WHAT TO WORK ON:
Should a picture appear anywhere in the data, omit it and copy everything else exactly.

━━━ LISTED ENTRIES

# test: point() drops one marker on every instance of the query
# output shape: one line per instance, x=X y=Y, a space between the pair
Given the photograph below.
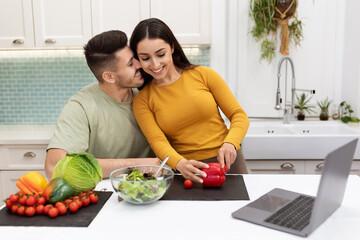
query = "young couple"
x=177 y=108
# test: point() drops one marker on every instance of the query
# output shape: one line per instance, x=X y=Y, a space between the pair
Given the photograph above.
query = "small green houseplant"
x=303 y=105
x=324 y=109
x=345 y=113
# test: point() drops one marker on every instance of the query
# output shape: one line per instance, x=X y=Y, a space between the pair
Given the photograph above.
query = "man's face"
x=127 y=74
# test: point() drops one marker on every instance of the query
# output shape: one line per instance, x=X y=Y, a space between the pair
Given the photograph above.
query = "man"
x=99 y=118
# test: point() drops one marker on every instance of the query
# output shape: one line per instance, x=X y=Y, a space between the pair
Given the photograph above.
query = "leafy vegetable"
x=141 y=187
x=81 y=170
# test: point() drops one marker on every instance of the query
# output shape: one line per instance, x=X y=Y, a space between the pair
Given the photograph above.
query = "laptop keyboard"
x=295 y=215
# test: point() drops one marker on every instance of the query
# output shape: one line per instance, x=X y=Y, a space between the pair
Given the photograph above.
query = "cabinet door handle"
x=50 y=40
x=320 y=166
x=287 y=166
x=18 y=41
x=29 y=154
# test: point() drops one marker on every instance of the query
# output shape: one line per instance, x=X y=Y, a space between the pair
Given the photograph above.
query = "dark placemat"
x=82 y=218
x=233 y=189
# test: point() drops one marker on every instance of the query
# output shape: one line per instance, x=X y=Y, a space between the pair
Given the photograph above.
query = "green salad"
x=141 y=187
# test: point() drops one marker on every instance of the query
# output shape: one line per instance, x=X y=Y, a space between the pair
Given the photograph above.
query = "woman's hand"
x=189 y=168
x=227 y=155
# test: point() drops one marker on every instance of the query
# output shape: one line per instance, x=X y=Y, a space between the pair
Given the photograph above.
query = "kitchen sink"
x=270 y=130
x=324 y=130
x=297 y=140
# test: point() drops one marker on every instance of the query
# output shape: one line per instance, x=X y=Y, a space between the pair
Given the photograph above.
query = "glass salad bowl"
x=138 y=185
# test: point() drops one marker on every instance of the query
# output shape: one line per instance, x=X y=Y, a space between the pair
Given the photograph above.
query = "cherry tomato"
x=30 y=211
x=82 y=194
x=9 y=204
x=21 y=210
x=31 y=200
x=14 y=198
x=47 y=208
x=41 y=200
x=53 y=212
x=22 y=199
x=85 y=200
x=14 y=208
x=89 y=192
x=93 y=198
x=188 y=183
x=67 y=201
x=62 y=208
x=39 y=209
x=73 y=207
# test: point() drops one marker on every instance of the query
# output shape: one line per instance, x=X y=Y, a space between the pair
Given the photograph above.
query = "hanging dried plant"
x=268 y=16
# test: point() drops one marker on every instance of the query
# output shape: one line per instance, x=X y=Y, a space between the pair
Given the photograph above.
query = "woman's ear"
x=108 y=77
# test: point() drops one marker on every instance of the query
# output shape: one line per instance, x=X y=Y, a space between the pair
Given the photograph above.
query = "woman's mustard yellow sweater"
x=182 y=120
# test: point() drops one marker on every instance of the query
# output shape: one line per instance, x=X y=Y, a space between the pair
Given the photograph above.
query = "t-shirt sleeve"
x=229 y=106
x=153 y=133
x=72 y=129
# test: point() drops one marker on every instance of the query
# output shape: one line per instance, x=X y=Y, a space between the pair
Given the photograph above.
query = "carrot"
x=32 y=184
x=25 y=183
x=23 y=188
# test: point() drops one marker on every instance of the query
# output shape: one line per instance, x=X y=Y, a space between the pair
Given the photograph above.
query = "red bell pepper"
x=212 y=181
x=215 y=175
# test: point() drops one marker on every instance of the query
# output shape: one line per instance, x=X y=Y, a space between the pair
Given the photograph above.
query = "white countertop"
x=26 y=134
x=203 y=219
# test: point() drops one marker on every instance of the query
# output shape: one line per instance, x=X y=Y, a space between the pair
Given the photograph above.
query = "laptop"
x=301 y=214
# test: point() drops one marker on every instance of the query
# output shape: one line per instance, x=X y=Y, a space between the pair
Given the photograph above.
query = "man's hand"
x=227 y=155
x=188 y=168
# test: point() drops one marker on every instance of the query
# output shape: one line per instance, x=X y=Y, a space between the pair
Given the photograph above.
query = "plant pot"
x=324 y=115
x=301 y=116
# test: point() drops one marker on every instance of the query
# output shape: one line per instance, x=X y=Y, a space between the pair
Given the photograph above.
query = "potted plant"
x=345 y=113
x=324 y=107
x=303 y=105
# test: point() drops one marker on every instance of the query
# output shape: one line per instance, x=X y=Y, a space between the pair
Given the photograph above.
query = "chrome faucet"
x=287 y=115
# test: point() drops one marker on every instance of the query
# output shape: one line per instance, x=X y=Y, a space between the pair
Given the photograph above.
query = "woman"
x=177 y=109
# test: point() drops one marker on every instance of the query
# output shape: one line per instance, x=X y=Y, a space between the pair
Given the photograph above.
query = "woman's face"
x=155 y=56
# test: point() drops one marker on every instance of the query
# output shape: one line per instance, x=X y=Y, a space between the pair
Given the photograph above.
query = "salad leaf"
x=141 y=187
x=81 y=170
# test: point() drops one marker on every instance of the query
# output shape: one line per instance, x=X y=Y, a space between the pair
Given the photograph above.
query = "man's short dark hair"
x=100 y=51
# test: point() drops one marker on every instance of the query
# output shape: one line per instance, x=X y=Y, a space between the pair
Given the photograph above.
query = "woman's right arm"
x=160 y=144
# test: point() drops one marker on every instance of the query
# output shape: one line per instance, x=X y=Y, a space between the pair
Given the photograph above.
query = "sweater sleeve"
x=230 y=107
x=153 y=133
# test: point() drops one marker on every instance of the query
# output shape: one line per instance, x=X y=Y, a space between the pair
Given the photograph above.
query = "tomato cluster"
x=31 y=204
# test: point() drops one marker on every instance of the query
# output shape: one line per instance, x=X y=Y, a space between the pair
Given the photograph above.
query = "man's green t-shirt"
x=93 y=122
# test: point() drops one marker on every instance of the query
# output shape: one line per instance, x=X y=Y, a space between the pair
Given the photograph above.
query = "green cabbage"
x=81 y=170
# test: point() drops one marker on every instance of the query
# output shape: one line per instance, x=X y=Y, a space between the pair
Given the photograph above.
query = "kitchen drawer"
x=22 y=157
x=8 y=182
x=275 y=167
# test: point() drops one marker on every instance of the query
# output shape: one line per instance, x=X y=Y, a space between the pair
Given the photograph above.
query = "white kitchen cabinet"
x=292 y=166
x=16 y=160
x=275 y=167
x=71 y=23
x=16 y=24
x=190 y=20
x=62 y=23
x=44 y=23
x=121 y=15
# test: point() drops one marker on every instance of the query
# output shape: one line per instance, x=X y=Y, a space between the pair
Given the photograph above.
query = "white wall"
x=327 y=61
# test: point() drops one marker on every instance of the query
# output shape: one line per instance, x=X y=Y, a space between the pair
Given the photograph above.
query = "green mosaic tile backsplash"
x=35 y=84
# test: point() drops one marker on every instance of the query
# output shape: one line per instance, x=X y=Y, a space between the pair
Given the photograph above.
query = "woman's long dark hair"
x=154 y=28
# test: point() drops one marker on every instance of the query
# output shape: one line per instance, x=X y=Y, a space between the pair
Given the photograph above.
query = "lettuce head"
x=81 y=170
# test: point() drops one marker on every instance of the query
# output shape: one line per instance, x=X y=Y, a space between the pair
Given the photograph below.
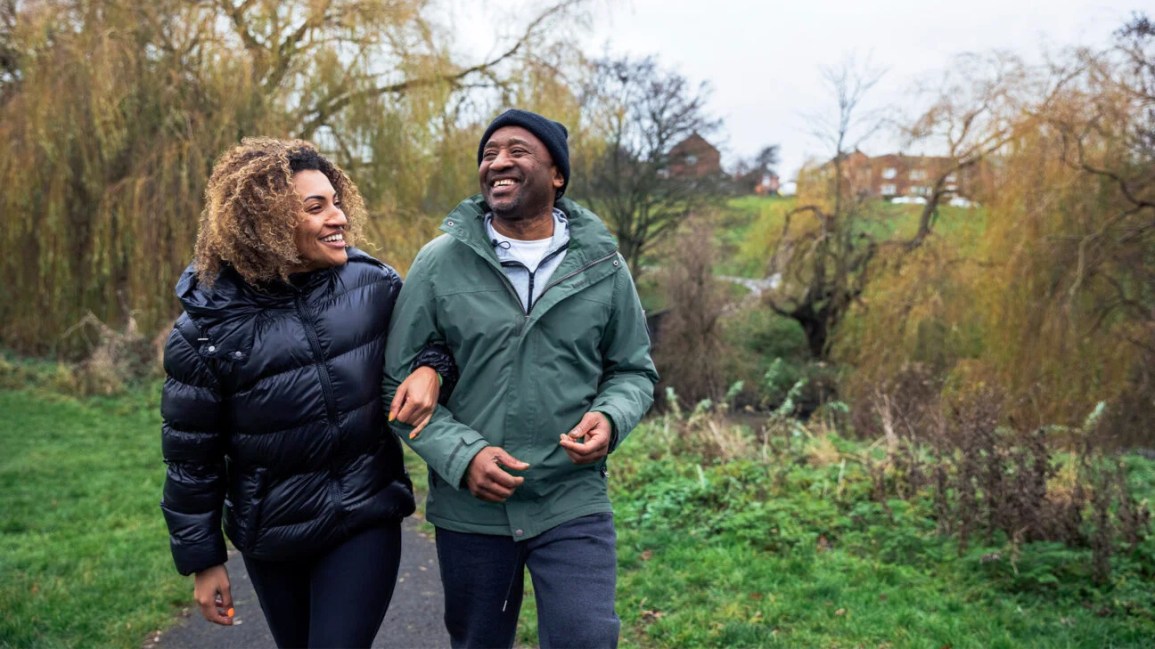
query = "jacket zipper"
x=579 y=271
x=533 y=276
x=330 y=404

━━━━━━

RESPONSE TO THE EXERCISE:
# test: point() drops one marker on every instance of the query
# output shape: one line per instance, x=X y=Y, a space between the pair
Given the photograph below.
query = "young couple"
x=177 y=108
# test: point() drops one marker on every instance of the query
# output shape: one line per instance, x=X y=Y, a space between the pair
Given the photograph above.
query = "small green houseplant"
x=303 y=105
x=324 y=109
x=345 y=113
# test: point() drops one marker on every instance of the query
# output shape: one line per instance, x=X y=Y, a space between the pair
Given the photograph above.
query = "man's face"
x=127 y=74
# test: point() drops one marker on every instance of the query
# output shape: one line per instance, x=X y=Y, a space between the pair
Given the photograph above.
query = "man"
x=99 y=118
# test: point() drops one marker on every instance of the query
# output shape: one line per instance, x=X y=Y, a space between the pair
Given the photograph above.
query = "leafy vegetable"
x=141 y=187
x=81 y=170
# test: point() drops one marker on every instance of the query
# output shape: one line per instance, x=X y=Y, a space between the pair
Given the photograph above.
query = "laptop keyboard"
x=295 y=215
# test: point() drops one marker on every instance of the query
# output shape: one line per instance, x=X y=Y, a space between the pair
Given the photograph above.
query = "cabinet door handle"
x=50 y=40
x=320 y=166
x=287 y=166
x=18 y=41
x=29 y=154
# test: point() drops one marker on every instance of the query
# output shape: one line per instance, x=X y=Y, a space between the pair
Given the photograph above.
query = "dark placemat"
x=82 y=218
x=233 y=189
# test: point() drops one marker on every instance of the query
# output shape: one line per instance, x=X y=Y, a space between the pair
Given the photograph above.
query = "green salad"
x=141 y=187
# test: point() drops one marker on every instance of the query
# output shape: one line per instance, x=X y=Y, a space between the pair
Given the photograph above.
query = "woman's hand"
x=189 y=168
x=227 y=155
# test: point() drops one marker on every instance of the query
# output shape: one line per instance, x=X y=Y, a space between the pair
Given the photograph above.
query = "kitchen sink"
x=270 y=130
x=324 y=130
x=297 y=140
# test: point() drops one marker on every instance of the query
# output shape: one line per instance, x=X y=Y, a space between the pair
Given the photograph above.
query = "glass salad bowl"
x=138 y=185
# test: point() drops one marker on every instance of the query
# output shape: one line per instance, x=X y=Y, a space between the pair
Given the photograph above.
query = "cherry tomato"
x=30 y=211
x=82 y=194
x=9 y=204
x=21 y=210
x=31 y=200
x=14 y=198
x=47 y=208
x=41 y=200
x=53 y=212
x=22 y=199
x=85 y=200
x=14 y=208
x=89 y=192
x=93 y=198
x=188 y=183
x=67 y=201
x=62 y=208
x=39 y=209
x=73 y=207
# test: point() drops one marker on every instance of the query
# output shape: one line per instance, x=X y=Y, a space between the pair
Given the photograph above.
query = "hanging dried plant"
x=268 y=16
# test: point() drops one marker on every instance of the query
# output shape: one line per instance, x=X y=Y, a space between the pair
Given the photograph above.
query = "woman's ear"
x=108 y=77
# test: point() drops one marker on every instance of the query
# output shape: one line per instance, x=X y=Y, a space between the pair
Given the photograph above.
query = "woman's mustard yellow sweater"
x=182 y=120
# test: point() drops one marker on every instance of the query
# output shape: one line per instance, x=X y=Y, a space between the pair
Given the photograph above.
query = "t-shirt sleeve"
x=229 y=106
x=153 y=133
x=72 y=129
# test: point() drops one marker on every instance of the query
# output shape: one line per instance, x=X y=Y, a space between the pair
Given the photograph above.
query = "carrot"
x=32 y=184
x=25 y=183
x=23 y=188
# test: point() drops one marker on every instance of the query
# output shape: one line per instance, x=X y=Y, a space between the pair
Given the photograph above.
query = "red bell pepper"
x=212 y=181
x=215 y=175
# test: point() drops one marker on every instance of the query
# output shape: one line per instance, x=X y=Y, a space between the pair
Given the photograph above.
query = "white countertop"
x=26 y=134
x=203 y=219
# test: point() drops one marker on every instance of the query
# output shape: one line per instance, x=X y=Y, a space between the pair
Given the photograph above.
query = "laptop"
x=301 y=214
# test: point() drops one marker on every instance of the query
# output shape: one line per instance, x=X y=Y, a space between the pair
Given the photograph above.
query = "man's hand"
x=227 y=155
x=188 y=168
# test: point() drops one marker on every instance of the query
# output shape: one line per instance, x=X y=Y, a space between the pair
Given the photograph above.
query = "plant pot"
x=324 y=115
x=301 y=116
# test: point() drops one marker on every instance of the query
# output shape: one line per instance, x=X y=Y, a space between the pair
Given the photograph above.
query = "potted plant"
x=345 y=113
x=324 y=107
x=303 y=105
# test: point() drops one marker on every instance of the query
# output shape: one line per instance, x=X y=Y, a space between the pair
Given the photograph above.
query = "chrome faucet"
x=287 y=115
# test: point() drops one marker on every instance of the query
# output shape: one line per instance, x=X y=Y, a space between the pair
Given the photograph above.
query = "woman"
x=177 y=109
# test: point() drops one marker on every instance of the query
# output shape: one line per instance, x=X y=Y, a space between the pair
Given the photograph above.
query = "woman's face"
x=155 y=56
# test: point() drops one marker on every instance of the query
# output shape: one line per instance, x=X y=Y, a space between the pair
Given the photograph above.
query = "salad leaf"
x=141 y=187
x=81 y=170
# test: point() drops one marker on every instance of the query
# output shape: one line per instance, x=X y=Y, a space between the pair
Given the photograph above.
query = "man's short dark hair"
x=100 y=51
# test: point() drops one marker on every instance of the query
# output shape: one line per instance, x=X y=Y, a space between the pair
Given the photograph above.
query = "woman's right arm"
x=160 y=144
# test: point() drops one marker on every instance of the query
# output shape: one line per instance, x=X y=Y, a space between the pair
Given the photograph above.
query = "sweater sleeve"
x=230 y=107
x=153 y=133
# test: point() drops one marker on every instance of the query
# output shape: one line per instance, x=X y=Y, a space between the pair
Given the photograph above.
query = "tomato cluster"
x=31 y=204
# test: point() drops one marker on every instance of the query
# output shape: one line per instance, x=X y=Y, a space between the pair
Given the photograph above.
query = "man's green t-shirt"
x=93 y=122
# test: point() drops one marker on every instance of the query
# output shape: one line per instance, x=X y=Y, a space between the pair
Given the photograph above.
query = "green cabbage"
x=81 y=170
# test: point() drops one marker on every instance of the query
# output shape: one line per instance, x=X y=Y, a space between the pair
Given the photograph above.
query = "kitchen drawer"
x=22 y=157
x=8 y=182
x=275 y=167
# test: point() drops one marker on every instance of the query
# output shape: one line per instance, x=X y=Y, a space between the pair
Given the photograph above.
query = "white kitchen cabinet"
x=292 y=166
x=16 y=160
x=275 y=167
x=71 y=23
x=16 y=24
x=190 y=20
x=62 y=23
x=44 y=23
x=121 y=15
# test: point() drops one marker on every instance of the query
# output shape: one line per instance, x=X y=Y, a space between the pair
Given the photograph above.
query = "white wall"
x=327 y=61
# test: point() drops one marker on every instance of the query
# output shape: one line per instance, x=X y=Y, a space between the pair
Given the photograph above.
query = "green mosaic tile backsplash"
x=35 y=84
# test: point() drops one marker on every instance of the query
# output shape: one line per instance, x=X y=Y, a space between the pair
Given the photograph above.
query = "woman's long dark hair"
x=154 y=28
# test: point() drops one marker on every instance of the query
# output shape: one line per instance, x=X y=Y, a space between the pair
Given the photograph above.
query = "lettuce head"
x=81 y=170
# test: point() drops one marker on every instance of the query
# output shape: one line per instance, x=X y=Y, a space between the pair
Given the photograph below.
query = "jacket zipper"
x=579 y=271
x=533 y=276
x=330 y=404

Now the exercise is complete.